> **HOW TO COMPLETE THIS TASK**:
Every line with the string "hedge" in it belongs in your answer, so copy them all from the data.

SOURCE RECORDS Block Start

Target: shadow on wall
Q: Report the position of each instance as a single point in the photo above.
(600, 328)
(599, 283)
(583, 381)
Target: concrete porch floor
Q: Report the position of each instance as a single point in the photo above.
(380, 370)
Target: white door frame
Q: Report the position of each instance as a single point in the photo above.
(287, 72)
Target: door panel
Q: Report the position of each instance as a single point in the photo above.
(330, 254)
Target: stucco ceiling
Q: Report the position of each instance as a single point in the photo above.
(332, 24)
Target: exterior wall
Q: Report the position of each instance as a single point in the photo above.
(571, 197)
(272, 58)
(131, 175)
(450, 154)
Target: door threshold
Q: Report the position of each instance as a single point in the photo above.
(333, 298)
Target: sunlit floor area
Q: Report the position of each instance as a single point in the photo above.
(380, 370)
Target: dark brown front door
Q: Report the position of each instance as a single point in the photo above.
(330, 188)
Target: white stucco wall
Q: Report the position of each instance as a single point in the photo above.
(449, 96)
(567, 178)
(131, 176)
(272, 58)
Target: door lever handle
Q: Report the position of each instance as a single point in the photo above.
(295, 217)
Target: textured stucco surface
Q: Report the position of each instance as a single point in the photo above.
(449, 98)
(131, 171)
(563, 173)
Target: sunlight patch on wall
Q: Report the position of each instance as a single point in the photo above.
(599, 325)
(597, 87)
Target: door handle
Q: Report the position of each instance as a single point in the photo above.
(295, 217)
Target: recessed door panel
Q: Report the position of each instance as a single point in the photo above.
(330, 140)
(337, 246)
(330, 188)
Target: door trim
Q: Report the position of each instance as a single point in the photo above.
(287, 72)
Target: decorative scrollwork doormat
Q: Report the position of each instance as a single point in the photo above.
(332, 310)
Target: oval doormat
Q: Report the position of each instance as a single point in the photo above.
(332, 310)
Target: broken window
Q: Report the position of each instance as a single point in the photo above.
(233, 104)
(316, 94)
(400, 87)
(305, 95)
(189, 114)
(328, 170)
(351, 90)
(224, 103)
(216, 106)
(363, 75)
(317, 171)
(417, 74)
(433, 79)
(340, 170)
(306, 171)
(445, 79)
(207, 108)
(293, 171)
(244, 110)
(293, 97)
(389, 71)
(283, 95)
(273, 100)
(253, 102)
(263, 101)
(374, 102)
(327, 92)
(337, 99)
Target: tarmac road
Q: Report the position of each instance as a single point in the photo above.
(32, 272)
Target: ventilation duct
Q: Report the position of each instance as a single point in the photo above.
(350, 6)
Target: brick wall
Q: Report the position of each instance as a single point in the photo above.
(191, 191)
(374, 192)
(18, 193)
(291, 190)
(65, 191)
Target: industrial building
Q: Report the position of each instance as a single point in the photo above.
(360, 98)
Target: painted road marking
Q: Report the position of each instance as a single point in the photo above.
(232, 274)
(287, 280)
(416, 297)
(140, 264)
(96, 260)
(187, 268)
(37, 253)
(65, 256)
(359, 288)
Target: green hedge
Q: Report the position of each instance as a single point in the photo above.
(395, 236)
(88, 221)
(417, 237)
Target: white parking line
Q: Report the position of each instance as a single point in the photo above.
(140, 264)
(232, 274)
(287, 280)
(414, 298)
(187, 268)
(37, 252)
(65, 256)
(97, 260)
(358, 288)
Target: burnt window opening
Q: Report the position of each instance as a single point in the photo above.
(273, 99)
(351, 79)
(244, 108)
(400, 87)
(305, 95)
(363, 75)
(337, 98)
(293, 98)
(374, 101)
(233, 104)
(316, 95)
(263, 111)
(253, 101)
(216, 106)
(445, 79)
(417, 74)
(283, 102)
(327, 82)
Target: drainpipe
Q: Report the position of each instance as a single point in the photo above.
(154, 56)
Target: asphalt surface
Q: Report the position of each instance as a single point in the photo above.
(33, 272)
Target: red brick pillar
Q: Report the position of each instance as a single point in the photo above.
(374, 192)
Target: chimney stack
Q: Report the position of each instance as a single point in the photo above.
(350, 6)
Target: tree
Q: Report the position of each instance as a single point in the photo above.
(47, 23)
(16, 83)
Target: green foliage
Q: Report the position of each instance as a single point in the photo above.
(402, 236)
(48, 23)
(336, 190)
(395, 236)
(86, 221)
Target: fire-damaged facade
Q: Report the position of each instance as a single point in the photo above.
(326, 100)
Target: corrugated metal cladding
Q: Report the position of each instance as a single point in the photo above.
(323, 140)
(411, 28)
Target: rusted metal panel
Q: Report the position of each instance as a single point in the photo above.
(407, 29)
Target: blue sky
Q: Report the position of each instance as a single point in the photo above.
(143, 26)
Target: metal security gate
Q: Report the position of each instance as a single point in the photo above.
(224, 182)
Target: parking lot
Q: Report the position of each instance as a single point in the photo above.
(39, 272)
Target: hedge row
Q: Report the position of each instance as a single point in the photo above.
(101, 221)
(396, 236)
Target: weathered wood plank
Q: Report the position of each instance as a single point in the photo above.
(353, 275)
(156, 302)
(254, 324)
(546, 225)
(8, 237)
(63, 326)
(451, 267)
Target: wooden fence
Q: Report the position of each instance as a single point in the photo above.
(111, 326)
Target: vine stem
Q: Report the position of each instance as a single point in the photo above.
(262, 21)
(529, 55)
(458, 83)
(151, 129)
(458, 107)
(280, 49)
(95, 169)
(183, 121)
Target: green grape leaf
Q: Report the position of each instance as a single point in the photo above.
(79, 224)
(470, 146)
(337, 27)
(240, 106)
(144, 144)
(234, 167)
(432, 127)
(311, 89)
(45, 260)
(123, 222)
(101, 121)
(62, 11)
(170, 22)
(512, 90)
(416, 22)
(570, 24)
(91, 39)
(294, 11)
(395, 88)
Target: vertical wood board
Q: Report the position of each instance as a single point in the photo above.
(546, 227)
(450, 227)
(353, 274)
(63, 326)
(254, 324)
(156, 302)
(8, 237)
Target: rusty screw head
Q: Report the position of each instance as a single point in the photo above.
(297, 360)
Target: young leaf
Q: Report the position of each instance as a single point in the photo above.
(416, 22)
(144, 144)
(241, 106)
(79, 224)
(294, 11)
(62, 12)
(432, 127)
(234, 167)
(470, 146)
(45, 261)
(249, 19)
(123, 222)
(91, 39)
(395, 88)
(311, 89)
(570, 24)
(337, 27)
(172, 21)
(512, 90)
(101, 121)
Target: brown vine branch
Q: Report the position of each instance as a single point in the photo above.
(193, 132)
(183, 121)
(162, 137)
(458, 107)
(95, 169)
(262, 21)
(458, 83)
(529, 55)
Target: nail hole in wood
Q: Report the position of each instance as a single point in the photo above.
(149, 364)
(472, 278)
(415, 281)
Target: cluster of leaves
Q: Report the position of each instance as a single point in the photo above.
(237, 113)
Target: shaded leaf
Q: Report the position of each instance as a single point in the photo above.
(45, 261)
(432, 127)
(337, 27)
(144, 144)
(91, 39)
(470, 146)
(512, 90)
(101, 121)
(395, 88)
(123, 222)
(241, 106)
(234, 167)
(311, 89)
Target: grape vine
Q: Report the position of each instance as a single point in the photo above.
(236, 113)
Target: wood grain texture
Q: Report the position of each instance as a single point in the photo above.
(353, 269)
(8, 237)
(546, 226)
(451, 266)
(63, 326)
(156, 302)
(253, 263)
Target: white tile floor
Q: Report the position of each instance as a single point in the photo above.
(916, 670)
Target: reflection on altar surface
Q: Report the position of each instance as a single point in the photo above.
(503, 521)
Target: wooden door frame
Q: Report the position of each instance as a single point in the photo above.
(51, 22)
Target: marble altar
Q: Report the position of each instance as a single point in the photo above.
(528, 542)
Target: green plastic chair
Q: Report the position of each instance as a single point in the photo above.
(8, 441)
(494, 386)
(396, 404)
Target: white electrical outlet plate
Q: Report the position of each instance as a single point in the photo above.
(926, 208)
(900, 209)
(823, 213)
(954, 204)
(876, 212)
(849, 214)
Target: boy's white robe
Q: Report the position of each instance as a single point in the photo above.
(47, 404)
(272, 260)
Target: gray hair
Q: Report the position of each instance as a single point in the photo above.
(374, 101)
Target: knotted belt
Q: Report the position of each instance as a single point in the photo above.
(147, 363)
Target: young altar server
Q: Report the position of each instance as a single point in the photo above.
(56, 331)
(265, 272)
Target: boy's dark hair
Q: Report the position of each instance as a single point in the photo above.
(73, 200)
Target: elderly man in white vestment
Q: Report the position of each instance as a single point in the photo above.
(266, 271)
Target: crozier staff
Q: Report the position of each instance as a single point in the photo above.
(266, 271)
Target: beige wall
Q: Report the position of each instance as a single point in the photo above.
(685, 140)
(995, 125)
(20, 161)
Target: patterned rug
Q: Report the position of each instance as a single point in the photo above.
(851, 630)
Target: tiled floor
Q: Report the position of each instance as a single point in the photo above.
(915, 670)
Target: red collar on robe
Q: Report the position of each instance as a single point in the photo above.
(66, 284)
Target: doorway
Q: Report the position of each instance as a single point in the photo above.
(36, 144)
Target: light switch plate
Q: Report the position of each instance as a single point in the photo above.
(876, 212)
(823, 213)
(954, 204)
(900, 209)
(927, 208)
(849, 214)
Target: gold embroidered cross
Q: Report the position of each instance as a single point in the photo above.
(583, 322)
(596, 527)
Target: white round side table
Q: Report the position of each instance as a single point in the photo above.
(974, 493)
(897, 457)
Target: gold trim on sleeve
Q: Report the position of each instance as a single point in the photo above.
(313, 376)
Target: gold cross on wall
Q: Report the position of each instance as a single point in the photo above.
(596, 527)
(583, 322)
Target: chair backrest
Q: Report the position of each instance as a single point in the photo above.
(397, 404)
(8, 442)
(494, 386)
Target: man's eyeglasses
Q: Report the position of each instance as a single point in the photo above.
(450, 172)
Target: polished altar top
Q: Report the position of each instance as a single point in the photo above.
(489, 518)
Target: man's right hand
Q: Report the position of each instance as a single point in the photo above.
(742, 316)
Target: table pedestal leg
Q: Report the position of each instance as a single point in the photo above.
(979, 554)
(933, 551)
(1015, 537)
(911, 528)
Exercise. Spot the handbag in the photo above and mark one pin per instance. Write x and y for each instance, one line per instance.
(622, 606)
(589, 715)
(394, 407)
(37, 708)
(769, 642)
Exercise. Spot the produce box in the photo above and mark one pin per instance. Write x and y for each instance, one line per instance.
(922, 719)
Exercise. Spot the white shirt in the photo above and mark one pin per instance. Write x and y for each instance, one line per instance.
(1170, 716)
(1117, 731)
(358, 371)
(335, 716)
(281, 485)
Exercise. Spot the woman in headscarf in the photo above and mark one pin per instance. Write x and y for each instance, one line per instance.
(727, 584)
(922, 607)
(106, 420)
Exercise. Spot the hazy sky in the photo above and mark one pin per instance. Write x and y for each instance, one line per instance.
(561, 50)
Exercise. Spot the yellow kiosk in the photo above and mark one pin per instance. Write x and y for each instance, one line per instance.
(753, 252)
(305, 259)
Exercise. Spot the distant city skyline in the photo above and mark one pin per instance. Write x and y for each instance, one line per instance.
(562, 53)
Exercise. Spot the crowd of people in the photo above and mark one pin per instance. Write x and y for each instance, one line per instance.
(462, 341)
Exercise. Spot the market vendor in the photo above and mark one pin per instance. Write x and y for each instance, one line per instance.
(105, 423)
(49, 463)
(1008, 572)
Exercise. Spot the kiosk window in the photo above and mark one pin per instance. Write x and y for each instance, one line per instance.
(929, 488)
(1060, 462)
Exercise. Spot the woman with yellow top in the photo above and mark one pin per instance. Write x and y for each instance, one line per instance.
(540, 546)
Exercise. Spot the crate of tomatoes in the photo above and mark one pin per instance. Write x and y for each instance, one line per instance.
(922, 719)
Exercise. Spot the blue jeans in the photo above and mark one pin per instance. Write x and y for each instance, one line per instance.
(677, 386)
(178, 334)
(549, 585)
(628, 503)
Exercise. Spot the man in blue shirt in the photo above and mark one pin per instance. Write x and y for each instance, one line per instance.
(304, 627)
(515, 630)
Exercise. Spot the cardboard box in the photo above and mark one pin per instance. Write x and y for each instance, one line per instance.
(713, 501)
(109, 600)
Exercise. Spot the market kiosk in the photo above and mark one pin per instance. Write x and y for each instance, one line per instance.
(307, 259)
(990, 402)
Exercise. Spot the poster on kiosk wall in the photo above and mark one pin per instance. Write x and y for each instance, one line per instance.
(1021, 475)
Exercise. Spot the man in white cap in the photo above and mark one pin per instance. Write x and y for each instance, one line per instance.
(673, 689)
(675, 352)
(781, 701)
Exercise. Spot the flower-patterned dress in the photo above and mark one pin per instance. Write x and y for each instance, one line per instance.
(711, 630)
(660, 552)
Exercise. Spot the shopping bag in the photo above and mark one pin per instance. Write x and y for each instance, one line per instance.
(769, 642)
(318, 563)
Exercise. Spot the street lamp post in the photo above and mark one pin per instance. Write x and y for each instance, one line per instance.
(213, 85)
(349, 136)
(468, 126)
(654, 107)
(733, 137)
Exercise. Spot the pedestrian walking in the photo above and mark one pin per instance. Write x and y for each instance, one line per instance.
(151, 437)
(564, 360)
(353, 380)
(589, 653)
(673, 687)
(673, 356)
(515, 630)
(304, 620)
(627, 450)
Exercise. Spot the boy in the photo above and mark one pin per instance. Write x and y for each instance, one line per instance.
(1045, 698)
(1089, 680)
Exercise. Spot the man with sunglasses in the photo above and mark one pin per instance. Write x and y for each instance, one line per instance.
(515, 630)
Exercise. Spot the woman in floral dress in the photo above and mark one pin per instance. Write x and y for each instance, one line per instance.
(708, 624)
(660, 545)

SOURCE RECORDS Block End

> **OUTPUT FOR THIS EXERCISE**:
Target: green hedge
Target: hedge row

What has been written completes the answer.